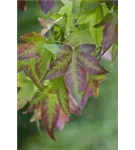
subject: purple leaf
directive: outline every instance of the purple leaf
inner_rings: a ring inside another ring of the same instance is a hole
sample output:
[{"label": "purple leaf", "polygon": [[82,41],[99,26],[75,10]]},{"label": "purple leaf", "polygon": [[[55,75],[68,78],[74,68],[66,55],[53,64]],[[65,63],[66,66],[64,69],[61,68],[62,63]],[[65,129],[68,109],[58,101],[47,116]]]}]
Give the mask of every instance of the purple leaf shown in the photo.
[{"label": "purple leaf", "polygon": [[108,73],[98,62],[98,60],[90,54],[81,52],[78,61],[86,69],[89,74],[101,75]]},{"label": "purple leaf", "polygon": [[105,24],[103,38],[103,53],[102,55],[115,43],[118,39],[118,24],[109,21]]},{"label": "purple leaf", "polygon": [[59,130],[62,130],[68,121],[69,121],[69,116],[66,115],[62,111],[62,109],[60,109],[59,117],[58,117],[56,125],[55,125],[56,128],[58,128]]},{"label": "purple leaf", "polygon": [[54,60],[51,63],[50,68],[47,71],[43,80],[44,79],[54,79],[54,78],[62,76],[64,71],[66,70],[69,62],[70,62],[69,54],[58,57],[56,60]]}]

_Task objective_
Quote all the rows above word for word, leaving out the pictures.

_Full response_
subject: purple leaf
directive: outline every instance of the purple leaf
inner_rings: a ring inside another ring of the same instance is a hole
sample output:
[{"label": "purple leaf", "polygon": [[82,41],[99,26],[75,10]]},{"label": "purple leaf", "polygon": [[[55,75],[68,78],[74,68],[66,55],[53,64]],[[65,63],[66,66],[64,69],[61,68],[62,63]],[[65,129],[68,109],[58,101],[47,116]]]}]
Give the mask of every instance of the purple leaf shown in the photo.
[{"label": "purple leaf", "polygon": [[108,73],[98,62],[98,60],[90,54],[81,52],[78,61],[86,69],[89,74],[101,75]]},{"label": "purple leaf", "polygon": [[105,24],[103,38],[103,53],[102,55],[115,43],[118,39],[118,24],[109,21]]},{"label": "purple leaf", "polygon": [[59,130],[62,130],[68,121],[69,121],[69,116],[66,115],[62,111],[62,109],[60,109],[59,117],[58,117],[56,125],[55,125],[56,128],[58,128]]},{"label": "purple leaf", "polygon": [[54,60],[51,63],[50,68],[47,71],[43,80],[44,79],[54,79],[54,78],[62,76],[64,71],[66,70],[69,62],[70,62],[69,54],[58,57],[56,60]]}]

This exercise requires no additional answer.